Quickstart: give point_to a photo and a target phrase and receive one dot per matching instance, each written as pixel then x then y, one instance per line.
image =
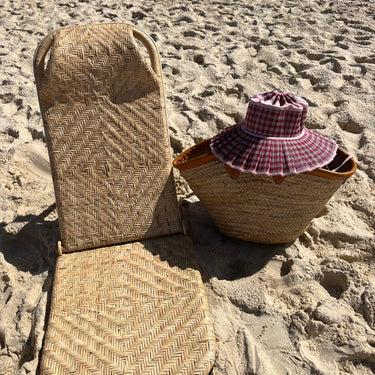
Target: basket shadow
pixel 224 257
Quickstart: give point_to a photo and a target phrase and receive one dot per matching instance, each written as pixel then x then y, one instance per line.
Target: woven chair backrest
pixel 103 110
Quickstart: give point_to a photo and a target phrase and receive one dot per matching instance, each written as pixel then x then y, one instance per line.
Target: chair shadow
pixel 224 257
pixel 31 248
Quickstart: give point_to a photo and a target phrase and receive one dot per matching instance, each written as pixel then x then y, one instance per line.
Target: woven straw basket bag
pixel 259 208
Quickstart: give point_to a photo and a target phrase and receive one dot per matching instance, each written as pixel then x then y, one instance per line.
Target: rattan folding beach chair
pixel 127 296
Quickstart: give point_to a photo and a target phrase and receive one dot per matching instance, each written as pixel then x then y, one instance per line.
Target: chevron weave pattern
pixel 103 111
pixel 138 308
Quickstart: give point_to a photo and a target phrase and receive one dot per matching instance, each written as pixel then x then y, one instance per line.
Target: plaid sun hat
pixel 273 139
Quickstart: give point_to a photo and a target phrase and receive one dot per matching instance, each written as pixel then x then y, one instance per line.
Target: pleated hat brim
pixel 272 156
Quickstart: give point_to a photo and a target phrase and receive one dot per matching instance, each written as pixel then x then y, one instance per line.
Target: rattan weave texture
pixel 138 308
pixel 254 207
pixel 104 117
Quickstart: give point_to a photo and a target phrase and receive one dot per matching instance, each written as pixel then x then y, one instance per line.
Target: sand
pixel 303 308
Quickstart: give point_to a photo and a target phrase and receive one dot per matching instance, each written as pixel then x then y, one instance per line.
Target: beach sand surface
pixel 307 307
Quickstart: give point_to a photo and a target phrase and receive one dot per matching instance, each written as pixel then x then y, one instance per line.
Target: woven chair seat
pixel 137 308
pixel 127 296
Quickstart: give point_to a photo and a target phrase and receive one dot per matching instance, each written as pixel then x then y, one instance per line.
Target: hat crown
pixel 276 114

▶ Stated goal:
Reproduce each line of the records exactly, and omit every picture.

▶ The result:
Quickstart: give point_to a photo and a target phrase and receive one dot per matching instance, each written as pixel then x then y, one instance per line.
image =
Target: basket shadow
pixel 224 257
Quickstart: give point_to a photo and a target phrase and receive one dot per matching instance, each written as pixel then x then y, one instance per line.
Target: woven chair backrest
pixel 103 110
Quickstart: give point_to a photo and a target phrase and receive one dot per matching instance, each written as pixel then x then y, one instance per line.
Target: chair shadow
pixel 224 257
pixel 31 248
Quickstart: give point_to a photo and a target phrase and receive one dot per matching instance, each written as pixel then x then y, one instance per line.
Target: woven straw basket bag
pixel 259 208
Quickstart: give point_to a photo and a target phrase and receive one dot per matching instance, each written as pixel then x then y, one instance per line.
Target: rattan folding beach chair
pixel 127 296
Quickstart: give point_to a photo and a target phrase and receive one dot per matching instance, each written as pixel then x then y, one instance per line.
Target: chevron weave pattern
pixel 103 111
pixel 138 308
Quickstart: give point_to a photo and a target phrase and receive one dot per matching instance, each written as pixel then x then y, one instance per line.
Target: plaid sun hat
pixel 273 139
Quickstart: give point_to a photo and a target phrase and receive one dot per matching instance, each written as pixel then x then y, one instance per line.
Target: pleated hat brim
pixel 272 156
Quickstart: give point_to a photo and a target phrase and receive one dot per matching instance, each written as pixel then x then y, one instance per line.
Target: rattan weave texture
pixel 138 308
pixel 254 207
pixel 104 117
Quickstart: give point_to a photo and a target phrase and receive one dot per matching instance, each written as pixel then x then y, one instance per line.
Target: sand
pixel 303 308
Quickstart: give point_to a photo and a target phrase and receive one dot per matching instance, each written as pixel then x then y, one instance per line.
Target: beach sand surface
pixel 307 307
Quickstart: give point_to a photo and a target phrase and receive one dot per matching instance, each written as pixel then x then y, one instance per line.
Target: woven chair seat
pixel 137 308
pixel 127 296
Quickstart: give point_to a photo and a target phrase and receive one dot per matching instance, each written as pixel then x then y, one instance per line.
Target: hat crown
pixel 276 114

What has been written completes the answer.